### THE PROBLEM:
Gather every line of the data below that contains the string "prompts". Case counts.

### DATASET RECORDS:
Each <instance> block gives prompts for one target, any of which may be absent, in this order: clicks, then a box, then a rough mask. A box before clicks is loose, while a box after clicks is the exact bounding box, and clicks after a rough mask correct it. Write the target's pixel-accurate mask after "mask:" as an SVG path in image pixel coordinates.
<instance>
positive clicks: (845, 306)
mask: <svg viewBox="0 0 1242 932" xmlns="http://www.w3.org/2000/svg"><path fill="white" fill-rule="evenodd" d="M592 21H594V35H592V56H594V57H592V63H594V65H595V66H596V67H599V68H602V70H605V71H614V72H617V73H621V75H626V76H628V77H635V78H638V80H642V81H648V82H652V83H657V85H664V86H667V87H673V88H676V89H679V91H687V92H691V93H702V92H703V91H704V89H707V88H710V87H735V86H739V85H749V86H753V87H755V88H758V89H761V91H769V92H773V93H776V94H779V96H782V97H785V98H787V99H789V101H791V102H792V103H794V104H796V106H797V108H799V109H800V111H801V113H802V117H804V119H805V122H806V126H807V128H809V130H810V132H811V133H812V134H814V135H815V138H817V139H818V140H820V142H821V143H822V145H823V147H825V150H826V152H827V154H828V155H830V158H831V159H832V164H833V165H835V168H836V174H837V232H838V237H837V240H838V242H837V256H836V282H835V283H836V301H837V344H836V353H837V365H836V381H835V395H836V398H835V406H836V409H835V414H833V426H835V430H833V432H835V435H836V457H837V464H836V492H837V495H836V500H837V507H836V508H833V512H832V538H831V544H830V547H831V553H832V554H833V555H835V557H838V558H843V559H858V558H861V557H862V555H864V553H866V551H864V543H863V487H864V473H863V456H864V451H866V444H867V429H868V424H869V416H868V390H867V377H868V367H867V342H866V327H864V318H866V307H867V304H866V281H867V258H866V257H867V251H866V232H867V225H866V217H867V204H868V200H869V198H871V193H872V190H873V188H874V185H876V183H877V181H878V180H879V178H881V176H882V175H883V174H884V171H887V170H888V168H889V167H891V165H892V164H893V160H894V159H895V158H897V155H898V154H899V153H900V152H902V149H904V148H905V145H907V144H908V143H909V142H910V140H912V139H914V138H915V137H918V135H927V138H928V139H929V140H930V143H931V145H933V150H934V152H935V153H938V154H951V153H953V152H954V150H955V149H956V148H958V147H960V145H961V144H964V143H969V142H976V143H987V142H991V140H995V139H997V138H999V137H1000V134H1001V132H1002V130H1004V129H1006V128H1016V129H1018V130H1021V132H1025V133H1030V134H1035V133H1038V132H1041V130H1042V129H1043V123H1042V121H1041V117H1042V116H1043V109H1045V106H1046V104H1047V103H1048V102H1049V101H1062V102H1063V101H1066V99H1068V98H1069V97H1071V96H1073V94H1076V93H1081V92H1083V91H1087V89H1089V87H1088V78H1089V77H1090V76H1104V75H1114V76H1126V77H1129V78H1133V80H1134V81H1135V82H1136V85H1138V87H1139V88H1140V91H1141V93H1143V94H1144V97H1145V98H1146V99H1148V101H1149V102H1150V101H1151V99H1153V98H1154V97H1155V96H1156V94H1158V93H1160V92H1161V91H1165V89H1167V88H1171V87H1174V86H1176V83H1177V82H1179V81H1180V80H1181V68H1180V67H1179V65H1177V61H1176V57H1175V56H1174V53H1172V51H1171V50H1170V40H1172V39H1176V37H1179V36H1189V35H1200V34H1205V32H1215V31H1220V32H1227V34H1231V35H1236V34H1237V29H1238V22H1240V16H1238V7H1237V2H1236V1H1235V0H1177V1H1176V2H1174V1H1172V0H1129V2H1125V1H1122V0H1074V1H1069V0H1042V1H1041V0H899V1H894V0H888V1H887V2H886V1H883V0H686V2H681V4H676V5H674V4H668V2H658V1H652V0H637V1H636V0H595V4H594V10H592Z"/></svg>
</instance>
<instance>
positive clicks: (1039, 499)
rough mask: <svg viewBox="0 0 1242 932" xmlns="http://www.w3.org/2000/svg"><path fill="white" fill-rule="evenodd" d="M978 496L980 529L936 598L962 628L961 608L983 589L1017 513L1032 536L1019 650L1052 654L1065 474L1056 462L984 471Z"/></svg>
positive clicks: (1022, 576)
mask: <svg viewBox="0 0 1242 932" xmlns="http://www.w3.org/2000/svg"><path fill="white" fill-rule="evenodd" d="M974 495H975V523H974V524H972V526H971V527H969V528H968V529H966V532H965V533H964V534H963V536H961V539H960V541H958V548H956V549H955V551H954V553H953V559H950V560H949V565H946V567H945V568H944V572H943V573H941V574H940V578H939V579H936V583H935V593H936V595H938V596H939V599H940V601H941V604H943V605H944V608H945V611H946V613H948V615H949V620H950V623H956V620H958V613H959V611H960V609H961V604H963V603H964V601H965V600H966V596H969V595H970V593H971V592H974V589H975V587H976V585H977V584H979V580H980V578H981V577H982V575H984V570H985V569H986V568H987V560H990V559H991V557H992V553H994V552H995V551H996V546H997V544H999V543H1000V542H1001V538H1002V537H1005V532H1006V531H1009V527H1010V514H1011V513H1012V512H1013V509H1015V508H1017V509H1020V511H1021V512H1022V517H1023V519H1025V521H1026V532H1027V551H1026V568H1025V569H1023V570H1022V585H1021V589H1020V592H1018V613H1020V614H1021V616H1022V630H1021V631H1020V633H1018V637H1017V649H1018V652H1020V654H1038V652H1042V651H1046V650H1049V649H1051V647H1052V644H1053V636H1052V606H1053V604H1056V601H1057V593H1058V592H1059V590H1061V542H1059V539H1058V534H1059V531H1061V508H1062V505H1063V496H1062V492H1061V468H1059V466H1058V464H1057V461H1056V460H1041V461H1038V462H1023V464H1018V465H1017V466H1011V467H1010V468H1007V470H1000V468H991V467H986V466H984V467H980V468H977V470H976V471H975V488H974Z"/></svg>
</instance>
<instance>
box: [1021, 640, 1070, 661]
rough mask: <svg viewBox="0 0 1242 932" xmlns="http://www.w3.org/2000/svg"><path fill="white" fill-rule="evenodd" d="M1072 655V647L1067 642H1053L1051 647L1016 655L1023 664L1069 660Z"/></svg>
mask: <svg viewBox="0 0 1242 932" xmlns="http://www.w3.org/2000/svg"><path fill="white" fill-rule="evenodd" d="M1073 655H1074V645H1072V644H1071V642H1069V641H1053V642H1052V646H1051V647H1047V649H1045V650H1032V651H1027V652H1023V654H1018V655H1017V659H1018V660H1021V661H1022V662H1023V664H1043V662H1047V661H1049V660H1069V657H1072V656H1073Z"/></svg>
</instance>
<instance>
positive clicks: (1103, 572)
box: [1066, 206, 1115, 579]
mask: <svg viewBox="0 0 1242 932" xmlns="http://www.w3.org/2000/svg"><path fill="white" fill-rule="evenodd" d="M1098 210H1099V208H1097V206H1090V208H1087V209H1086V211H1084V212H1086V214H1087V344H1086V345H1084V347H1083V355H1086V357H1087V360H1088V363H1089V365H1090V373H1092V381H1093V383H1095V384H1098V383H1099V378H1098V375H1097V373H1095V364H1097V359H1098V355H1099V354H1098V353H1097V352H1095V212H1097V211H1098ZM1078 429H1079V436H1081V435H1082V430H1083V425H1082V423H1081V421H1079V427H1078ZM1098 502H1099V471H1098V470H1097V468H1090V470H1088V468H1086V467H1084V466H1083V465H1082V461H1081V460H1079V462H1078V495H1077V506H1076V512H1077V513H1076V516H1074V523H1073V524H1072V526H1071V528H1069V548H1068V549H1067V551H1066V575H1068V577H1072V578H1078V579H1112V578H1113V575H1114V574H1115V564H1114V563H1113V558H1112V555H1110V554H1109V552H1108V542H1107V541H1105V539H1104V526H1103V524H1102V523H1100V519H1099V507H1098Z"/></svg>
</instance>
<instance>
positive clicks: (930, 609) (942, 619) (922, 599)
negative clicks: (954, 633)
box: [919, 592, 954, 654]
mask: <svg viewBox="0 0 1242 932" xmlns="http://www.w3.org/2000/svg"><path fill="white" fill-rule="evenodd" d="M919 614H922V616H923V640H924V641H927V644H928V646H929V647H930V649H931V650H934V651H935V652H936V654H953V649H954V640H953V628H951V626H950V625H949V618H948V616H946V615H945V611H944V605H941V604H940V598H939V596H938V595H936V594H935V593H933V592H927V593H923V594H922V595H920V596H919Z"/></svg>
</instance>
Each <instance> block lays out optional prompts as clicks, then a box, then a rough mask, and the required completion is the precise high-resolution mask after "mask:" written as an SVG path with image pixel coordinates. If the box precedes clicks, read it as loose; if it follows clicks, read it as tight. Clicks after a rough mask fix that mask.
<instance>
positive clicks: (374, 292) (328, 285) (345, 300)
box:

### TASK ANSWER:
Each <instance> block gives prompts for one target, any of which may be absent, in this order: clicks, then a box, then a rough mask. A box before clicks is loose, while a box after clicks is the exact bounding box, and clicks after a rough mask correct it. Write the target's pixel-accurate mask after "mask:" as an SVG path in image pixel coordinates.
Each <instance> block lays out optional prompts as clicks, then a box, then a rough mask, and the required completion is the precise high-resolution mask after "mask:" written as an SVG path with image pixel coordinates. If the box precedes clicks, read it as loose; if it follows clicks, read it as tight. Clicks after a rough mask fix that mask.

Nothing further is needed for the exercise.